(Excerpts from point annotation data)
## begin

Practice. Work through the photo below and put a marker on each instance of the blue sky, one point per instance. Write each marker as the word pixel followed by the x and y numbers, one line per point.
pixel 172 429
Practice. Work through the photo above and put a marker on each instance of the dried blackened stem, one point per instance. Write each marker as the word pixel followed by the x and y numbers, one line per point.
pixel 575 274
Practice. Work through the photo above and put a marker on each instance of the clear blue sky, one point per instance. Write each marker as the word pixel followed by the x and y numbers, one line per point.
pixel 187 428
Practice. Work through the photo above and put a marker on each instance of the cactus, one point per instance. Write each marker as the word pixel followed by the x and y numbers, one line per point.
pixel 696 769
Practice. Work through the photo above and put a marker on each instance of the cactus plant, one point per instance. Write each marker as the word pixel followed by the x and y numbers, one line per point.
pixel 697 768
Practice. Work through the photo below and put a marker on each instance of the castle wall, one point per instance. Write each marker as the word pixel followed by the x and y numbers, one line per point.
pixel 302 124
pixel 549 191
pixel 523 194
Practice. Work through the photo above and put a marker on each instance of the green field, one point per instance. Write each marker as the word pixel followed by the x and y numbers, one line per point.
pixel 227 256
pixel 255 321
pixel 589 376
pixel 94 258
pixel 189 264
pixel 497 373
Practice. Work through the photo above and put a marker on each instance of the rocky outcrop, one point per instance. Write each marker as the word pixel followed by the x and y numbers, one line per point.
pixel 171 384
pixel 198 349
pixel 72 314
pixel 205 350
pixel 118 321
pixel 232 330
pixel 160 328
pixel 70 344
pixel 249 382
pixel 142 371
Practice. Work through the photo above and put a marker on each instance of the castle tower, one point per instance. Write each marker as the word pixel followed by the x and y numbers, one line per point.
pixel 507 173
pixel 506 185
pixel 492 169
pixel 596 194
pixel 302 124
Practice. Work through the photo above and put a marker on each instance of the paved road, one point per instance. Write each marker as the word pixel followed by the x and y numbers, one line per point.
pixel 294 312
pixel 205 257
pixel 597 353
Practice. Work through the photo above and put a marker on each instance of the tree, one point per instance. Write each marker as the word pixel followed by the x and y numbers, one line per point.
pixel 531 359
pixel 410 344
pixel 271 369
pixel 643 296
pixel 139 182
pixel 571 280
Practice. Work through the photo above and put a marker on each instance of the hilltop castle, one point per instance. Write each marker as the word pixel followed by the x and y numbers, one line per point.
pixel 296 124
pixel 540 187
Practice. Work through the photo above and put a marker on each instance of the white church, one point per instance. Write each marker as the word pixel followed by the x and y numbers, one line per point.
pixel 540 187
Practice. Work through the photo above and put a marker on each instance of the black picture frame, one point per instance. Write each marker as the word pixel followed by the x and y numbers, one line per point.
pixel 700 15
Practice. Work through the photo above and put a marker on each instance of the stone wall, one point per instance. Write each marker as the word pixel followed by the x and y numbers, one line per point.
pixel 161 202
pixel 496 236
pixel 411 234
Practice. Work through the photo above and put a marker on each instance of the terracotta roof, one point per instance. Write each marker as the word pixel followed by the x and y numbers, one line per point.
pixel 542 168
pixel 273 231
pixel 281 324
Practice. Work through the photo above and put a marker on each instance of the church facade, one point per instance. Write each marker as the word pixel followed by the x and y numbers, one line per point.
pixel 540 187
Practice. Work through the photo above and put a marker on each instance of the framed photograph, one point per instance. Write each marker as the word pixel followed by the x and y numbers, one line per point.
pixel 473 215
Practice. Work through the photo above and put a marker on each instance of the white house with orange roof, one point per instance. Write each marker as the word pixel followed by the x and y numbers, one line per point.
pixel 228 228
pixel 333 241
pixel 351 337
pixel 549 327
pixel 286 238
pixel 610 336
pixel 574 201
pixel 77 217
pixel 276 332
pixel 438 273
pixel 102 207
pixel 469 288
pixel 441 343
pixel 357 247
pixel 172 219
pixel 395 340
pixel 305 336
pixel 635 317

## end

#### [Objective]
Copy the items above verbatim, from the start of the records through the line with "pixel 697 768", including that line.

#### [Answer]
Practice. Work through the photo below and put a marker on each instance of the blue sky, one point per instance. Write each marker as the word pixel followed by the x and y numbers, one line per point.
pixel 172 429
Practice. Work through the photo above and put a marker on each instance of the dried blackened stem, one point per instance. Write each marker as the word pixel followed by the x and y numbers, one line per point.
pixel 575 274
Practice. Work through the photo above and put a marker on each instance of the clear blue sky, one point per instance. Write each marker as the word pixel followed by the x and y numbers, one line per point.
pixel 187 428
Practice. Work through the photo above and put a marker on each instance of the cactus, one point per instance. Write each marker as the word pixel followed by the x and y numbers, one line per point.
pixel 696 769
Practice. Work through the photo above and put a marker on each instance of the cactus plant, one point per instance. Write each marker as the word pixel followed by the x and y numbers, one line per point.
pixel 697 768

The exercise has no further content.